_About this exercise_: When a line in the entries contains the word "lane", copy that line in full.

_Dataset items_:
»»

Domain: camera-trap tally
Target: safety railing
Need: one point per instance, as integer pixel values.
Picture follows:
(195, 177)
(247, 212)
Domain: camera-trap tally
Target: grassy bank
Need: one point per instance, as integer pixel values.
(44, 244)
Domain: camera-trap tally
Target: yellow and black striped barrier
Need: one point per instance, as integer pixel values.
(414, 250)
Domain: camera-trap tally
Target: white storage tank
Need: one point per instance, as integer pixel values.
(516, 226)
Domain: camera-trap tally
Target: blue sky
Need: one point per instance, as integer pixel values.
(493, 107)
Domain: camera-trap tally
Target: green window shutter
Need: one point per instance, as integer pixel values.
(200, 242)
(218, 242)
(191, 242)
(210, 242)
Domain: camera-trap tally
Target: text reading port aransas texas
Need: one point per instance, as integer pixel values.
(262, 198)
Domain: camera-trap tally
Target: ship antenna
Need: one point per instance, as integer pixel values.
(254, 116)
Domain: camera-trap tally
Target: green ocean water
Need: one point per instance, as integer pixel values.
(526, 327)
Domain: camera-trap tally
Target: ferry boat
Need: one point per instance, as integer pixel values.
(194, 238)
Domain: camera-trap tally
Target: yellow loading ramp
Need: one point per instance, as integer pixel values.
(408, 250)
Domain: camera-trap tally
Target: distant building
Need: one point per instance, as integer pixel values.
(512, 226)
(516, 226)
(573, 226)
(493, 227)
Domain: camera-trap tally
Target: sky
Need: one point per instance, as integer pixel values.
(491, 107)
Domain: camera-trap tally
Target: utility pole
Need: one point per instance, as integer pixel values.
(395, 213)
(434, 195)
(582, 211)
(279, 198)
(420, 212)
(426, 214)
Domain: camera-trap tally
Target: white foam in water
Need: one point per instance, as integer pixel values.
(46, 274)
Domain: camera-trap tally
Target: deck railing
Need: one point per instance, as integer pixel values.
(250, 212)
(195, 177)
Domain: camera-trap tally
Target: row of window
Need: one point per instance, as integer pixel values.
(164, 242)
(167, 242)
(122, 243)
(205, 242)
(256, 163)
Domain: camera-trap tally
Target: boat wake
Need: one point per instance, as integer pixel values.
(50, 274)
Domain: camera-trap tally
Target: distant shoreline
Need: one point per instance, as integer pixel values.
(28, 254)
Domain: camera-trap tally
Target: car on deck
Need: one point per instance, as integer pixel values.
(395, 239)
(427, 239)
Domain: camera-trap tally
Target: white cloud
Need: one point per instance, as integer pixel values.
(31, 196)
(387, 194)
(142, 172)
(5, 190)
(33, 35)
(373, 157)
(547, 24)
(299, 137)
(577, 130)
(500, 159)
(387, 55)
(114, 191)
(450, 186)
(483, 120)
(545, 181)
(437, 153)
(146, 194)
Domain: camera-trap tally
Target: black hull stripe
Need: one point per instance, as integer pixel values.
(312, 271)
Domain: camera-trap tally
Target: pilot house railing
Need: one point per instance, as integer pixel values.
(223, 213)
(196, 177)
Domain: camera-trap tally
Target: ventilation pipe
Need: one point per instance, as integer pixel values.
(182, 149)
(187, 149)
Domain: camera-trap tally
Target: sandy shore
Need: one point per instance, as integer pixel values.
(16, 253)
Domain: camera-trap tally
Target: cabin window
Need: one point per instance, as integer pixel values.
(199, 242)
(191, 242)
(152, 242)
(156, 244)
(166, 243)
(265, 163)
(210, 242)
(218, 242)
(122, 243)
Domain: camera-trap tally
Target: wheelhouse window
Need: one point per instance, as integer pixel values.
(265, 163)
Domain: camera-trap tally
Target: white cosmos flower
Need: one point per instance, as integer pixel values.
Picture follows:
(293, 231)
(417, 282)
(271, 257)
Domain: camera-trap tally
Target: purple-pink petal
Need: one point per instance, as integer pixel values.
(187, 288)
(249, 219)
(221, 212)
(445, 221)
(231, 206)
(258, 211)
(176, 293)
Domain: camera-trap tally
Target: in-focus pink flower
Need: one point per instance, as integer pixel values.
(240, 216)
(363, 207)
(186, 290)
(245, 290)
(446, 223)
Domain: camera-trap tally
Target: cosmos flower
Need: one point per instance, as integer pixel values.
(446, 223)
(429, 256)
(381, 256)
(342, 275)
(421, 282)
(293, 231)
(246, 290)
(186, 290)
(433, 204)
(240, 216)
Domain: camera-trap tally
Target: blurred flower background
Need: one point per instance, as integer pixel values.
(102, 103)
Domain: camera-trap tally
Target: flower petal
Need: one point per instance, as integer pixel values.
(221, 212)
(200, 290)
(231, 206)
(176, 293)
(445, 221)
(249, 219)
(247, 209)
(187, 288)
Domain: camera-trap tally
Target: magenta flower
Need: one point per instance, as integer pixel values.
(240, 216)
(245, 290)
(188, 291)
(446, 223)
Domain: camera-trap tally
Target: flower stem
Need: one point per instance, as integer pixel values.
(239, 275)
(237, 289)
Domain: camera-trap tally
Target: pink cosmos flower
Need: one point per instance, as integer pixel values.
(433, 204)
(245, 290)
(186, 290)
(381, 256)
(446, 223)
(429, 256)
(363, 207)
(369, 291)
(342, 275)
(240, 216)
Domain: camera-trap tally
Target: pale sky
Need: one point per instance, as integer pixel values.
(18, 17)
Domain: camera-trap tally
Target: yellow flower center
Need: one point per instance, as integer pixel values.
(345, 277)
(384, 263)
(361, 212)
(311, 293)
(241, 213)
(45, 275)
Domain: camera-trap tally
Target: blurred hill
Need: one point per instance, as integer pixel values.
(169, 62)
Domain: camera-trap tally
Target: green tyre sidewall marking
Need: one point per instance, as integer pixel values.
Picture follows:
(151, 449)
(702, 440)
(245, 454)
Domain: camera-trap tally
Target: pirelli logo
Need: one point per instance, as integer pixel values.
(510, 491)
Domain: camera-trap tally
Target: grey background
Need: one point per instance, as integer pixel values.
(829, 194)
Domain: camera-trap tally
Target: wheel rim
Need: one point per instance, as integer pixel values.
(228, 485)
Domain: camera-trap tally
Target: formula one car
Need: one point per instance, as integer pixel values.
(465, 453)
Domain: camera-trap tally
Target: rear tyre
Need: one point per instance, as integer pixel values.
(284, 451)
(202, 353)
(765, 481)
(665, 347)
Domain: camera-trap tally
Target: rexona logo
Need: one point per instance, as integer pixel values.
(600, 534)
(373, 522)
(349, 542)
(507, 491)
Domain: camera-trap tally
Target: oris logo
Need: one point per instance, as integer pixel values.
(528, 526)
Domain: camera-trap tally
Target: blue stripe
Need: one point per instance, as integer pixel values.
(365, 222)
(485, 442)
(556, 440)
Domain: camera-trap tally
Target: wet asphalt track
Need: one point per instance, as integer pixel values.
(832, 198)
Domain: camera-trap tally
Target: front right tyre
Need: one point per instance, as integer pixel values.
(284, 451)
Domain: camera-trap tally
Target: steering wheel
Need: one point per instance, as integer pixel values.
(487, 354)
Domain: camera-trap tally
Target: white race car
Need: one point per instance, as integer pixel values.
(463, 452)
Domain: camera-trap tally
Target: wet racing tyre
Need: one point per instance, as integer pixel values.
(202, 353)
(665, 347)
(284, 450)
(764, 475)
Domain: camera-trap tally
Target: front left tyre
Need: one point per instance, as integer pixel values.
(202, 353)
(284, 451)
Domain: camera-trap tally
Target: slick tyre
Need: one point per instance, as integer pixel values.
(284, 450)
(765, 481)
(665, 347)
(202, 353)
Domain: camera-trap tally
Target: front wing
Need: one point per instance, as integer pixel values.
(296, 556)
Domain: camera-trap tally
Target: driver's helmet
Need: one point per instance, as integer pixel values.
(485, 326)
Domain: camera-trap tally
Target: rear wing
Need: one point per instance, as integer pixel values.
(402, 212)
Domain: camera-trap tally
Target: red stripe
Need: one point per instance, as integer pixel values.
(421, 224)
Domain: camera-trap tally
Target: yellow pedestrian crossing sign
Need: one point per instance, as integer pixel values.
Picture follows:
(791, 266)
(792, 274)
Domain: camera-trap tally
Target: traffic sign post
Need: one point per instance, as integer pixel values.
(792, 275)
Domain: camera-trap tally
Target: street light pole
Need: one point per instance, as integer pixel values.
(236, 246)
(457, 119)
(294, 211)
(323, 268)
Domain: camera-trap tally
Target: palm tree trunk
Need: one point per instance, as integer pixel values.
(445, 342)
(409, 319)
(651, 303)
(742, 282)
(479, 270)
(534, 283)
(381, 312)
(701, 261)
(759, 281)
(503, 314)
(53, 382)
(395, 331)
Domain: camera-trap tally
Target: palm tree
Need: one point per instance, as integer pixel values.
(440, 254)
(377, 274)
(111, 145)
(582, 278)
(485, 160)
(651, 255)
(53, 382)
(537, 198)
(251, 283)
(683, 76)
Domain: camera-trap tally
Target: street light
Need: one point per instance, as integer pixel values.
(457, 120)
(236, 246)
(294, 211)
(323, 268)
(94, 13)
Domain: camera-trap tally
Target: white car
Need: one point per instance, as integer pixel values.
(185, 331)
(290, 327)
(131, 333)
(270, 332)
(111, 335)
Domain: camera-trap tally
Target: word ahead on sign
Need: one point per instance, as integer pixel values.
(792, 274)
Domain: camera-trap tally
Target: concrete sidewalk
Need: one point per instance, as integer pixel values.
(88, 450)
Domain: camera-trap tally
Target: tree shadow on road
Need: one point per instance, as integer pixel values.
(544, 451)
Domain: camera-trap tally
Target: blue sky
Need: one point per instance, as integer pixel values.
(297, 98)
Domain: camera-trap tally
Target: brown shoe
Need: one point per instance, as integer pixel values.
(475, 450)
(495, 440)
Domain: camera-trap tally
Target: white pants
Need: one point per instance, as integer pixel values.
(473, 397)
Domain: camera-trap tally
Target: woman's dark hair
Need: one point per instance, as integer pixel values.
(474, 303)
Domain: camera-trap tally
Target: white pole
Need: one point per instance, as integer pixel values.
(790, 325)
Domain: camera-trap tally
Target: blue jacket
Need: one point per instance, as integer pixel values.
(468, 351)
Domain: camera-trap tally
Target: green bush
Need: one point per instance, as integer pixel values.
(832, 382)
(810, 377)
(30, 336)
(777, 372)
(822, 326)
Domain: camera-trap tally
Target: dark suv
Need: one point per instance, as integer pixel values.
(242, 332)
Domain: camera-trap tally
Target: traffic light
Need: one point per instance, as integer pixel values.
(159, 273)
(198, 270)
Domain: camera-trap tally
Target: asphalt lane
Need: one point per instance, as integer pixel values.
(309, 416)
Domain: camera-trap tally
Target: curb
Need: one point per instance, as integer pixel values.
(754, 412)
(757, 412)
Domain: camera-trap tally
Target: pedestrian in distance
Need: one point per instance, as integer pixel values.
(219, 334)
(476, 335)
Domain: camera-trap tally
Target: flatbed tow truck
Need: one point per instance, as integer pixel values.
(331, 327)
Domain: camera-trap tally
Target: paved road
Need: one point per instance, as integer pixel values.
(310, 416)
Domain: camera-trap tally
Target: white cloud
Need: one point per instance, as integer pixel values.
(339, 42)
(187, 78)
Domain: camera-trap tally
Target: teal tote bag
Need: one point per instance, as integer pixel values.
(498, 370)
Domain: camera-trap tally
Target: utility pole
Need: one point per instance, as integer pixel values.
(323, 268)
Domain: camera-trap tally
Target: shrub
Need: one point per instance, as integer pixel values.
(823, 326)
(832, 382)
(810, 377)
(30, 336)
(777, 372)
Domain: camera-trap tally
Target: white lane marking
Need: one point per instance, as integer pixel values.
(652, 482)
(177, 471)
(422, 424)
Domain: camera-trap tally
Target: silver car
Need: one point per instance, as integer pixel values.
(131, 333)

««

_Response below_:
Target: asphalt lane
Target: white lane marking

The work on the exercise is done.